Task data:

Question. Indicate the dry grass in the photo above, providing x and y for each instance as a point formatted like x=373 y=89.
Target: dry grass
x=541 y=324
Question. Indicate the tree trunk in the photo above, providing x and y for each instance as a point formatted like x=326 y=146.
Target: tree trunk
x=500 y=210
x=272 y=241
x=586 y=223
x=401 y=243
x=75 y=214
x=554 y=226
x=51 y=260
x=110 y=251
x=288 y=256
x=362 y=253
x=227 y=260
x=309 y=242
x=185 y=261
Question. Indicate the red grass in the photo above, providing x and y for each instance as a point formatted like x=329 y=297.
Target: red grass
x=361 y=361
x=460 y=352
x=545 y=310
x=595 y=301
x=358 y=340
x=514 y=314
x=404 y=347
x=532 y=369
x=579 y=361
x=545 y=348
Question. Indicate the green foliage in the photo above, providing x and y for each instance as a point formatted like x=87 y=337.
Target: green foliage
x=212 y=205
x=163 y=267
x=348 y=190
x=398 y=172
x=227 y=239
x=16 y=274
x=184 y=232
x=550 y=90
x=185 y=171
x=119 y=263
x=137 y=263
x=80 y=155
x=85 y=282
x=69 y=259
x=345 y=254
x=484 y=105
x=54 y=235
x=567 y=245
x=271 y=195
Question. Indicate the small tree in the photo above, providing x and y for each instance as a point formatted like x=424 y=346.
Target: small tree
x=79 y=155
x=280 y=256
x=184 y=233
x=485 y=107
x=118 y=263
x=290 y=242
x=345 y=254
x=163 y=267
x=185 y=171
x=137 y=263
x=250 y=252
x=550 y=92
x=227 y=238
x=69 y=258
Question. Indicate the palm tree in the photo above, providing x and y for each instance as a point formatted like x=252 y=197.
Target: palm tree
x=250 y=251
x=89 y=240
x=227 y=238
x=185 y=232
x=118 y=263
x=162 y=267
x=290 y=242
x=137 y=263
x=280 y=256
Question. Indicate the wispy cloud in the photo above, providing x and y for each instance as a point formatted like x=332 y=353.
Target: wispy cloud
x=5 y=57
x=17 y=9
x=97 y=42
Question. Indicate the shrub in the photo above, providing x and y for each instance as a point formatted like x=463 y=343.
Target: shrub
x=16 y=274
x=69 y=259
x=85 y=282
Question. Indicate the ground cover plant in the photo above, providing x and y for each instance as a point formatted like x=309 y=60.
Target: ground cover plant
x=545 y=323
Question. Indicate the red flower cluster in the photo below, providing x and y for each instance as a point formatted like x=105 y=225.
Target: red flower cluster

Objective:
Copy out verbatim every line of the records, starting with the line that contains "Question. Indicate the wispy" and continuing through the end of the records, both ends included.

Solution to this task:
Question. Indicate the wispy cloud in the photo above, providing x and y for each instance as a point formatted like x=332 y=353.
Target: wispy cloud
x=5 y=57
x=17 y=9
x=97 y=42
Question. Indicate the shrub in the photo above, providing x and y for each instance as a point formatted like x=463 y=343.
Target: shrub
x=16 y=274
x=69 y=259
x=85 y=282
Question. Indicate the ground cover plant in the photo above, providing x and y for each instance as a point formatted like x=309 y=60.
Target: ground cover plant
x=545 y=323
Question. Indicate the red flower cluster in the photo below, providing x and y for each instance as a point formatted like x=105 y=225.
Target: red flower cluster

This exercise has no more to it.